## WORK REQUIRED
Emit the line that holds "Given the photograph above, the pointer locates the maroon" and all lines following it through the end of the data, verbatim, and nothing else.

## MATERIAL
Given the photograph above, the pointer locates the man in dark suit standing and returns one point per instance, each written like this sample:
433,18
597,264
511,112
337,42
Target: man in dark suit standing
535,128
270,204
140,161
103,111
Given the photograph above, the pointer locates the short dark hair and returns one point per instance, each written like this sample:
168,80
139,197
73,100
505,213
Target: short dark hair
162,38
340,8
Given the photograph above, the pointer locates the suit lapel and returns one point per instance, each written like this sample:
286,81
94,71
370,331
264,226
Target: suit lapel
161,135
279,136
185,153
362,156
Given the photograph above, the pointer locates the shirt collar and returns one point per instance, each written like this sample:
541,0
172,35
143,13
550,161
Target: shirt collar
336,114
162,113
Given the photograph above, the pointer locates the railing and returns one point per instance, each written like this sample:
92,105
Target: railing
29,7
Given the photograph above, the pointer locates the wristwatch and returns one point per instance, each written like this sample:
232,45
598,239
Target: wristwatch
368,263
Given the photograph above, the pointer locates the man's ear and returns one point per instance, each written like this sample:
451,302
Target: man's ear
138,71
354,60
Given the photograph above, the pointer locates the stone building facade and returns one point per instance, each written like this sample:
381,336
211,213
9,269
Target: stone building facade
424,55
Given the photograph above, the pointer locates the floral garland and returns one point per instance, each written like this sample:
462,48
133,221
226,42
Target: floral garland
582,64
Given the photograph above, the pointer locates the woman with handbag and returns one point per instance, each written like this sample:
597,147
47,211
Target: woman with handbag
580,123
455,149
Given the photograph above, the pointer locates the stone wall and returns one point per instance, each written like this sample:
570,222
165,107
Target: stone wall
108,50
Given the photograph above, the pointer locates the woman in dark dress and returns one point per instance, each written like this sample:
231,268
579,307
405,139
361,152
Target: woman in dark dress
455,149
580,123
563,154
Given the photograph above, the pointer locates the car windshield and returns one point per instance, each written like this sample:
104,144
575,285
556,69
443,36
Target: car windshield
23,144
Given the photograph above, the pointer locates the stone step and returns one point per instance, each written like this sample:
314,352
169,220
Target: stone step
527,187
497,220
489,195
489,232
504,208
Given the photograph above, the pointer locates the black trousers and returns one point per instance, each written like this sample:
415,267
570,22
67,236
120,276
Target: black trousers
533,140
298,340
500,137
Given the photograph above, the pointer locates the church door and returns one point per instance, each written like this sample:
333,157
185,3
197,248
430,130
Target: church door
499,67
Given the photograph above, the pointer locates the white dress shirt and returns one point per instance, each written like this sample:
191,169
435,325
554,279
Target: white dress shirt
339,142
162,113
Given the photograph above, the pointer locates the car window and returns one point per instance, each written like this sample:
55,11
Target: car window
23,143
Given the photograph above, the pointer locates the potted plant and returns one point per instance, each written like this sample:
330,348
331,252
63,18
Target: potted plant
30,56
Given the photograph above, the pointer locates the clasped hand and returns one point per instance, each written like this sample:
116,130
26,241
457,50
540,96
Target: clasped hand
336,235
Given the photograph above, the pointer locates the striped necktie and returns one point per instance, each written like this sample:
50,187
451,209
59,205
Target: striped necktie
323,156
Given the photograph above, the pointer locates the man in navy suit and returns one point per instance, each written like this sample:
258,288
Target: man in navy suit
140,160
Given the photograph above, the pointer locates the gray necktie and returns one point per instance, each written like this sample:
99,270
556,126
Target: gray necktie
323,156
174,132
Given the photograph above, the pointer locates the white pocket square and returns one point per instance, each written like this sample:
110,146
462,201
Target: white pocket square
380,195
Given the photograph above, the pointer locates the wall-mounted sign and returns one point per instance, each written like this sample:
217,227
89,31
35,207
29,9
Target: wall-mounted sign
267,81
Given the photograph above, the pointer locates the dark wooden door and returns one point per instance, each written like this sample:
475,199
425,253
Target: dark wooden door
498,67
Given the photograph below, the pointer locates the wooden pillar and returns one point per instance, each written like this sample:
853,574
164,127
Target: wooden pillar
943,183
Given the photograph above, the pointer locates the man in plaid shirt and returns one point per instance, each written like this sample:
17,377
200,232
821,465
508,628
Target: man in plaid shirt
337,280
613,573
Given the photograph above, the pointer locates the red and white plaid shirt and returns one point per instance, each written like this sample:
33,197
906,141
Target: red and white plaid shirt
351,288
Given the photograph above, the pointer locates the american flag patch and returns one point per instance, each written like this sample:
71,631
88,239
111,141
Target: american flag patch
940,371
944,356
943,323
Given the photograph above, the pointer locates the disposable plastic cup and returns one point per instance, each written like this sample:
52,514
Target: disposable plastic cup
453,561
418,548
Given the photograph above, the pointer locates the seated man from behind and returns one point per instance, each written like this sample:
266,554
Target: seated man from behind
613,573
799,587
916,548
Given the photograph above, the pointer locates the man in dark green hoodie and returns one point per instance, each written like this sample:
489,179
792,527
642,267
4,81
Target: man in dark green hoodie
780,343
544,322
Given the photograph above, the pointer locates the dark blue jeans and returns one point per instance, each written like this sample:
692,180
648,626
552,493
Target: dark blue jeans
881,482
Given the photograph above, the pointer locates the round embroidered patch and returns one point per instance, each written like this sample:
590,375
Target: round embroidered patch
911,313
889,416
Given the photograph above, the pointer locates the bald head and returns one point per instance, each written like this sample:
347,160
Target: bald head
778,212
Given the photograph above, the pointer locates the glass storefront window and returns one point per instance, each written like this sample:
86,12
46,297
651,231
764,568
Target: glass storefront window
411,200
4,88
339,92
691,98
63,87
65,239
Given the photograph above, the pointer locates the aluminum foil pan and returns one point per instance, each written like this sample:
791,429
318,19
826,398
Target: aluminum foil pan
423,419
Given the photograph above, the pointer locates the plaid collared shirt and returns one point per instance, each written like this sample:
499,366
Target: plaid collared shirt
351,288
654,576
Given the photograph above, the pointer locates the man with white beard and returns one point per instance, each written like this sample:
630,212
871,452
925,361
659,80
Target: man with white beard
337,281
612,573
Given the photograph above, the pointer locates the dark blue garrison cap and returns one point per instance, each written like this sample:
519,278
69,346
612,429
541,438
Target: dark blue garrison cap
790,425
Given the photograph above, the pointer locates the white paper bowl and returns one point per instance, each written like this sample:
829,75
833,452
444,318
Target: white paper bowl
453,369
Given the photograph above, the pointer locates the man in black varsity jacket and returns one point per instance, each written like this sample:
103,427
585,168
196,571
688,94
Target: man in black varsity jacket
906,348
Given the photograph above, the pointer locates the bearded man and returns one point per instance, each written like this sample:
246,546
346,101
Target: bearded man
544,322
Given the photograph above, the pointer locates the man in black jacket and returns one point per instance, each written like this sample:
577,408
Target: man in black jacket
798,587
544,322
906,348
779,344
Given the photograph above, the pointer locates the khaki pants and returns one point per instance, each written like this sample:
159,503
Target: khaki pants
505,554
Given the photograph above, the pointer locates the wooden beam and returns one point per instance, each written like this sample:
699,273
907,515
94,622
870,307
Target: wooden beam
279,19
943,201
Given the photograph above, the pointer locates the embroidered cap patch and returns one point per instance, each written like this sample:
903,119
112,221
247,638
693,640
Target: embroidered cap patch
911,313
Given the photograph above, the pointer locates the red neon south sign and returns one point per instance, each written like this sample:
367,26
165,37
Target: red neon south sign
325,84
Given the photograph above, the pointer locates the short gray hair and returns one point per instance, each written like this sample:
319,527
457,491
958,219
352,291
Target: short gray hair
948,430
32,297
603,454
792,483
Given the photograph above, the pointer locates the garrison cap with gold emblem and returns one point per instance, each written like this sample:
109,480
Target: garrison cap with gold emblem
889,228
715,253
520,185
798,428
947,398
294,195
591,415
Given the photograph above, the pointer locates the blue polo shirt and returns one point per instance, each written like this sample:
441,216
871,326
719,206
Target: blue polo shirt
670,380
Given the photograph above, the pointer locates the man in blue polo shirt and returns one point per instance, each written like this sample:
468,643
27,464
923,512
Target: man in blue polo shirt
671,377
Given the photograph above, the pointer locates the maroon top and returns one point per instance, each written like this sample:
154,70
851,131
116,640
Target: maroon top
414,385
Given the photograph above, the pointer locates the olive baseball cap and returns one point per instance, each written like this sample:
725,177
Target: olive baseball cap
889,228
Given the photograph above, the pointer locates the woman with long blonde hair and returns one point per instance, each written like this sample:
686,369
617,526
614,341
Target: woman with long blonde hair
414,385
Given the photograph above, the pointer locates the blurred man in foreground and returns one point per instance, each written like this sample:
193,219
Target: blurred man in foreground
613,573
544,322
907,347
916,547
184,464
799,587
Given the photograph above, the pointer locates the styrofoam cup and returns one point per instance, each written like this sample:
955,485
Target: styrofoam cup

## TASK OUTPUT
Given the photograph above, the pointer locates the maroon top and returns one point per instance, each written like this sample:
154,70
851,131
116,640
Target: maroon top
414,385
Given the photograph above, the pointer locates the olive baseball cap and returns one point per instance, each written like this sample:
725,177
Target: olive baseball cap
889,228
Given the photograph above, the pointer locates the woman with long blonde hair and returns one point per instance, each written like this sample:
686,369
617,526
614,341
Target: woman with long blonde hair
414,385
Given the photograph above, the pointer locates the blurred man in foreground and returns one point per instance, each written like this sample:
193,219
Target: blurred man in foreground
613,573
544,322
907,347
916,547
184,464
799,587
Given the photograph above, the pointer locates the styrofoam cup and returns one point per instance, each written like this sample:
955,485
Target: styrofoam cup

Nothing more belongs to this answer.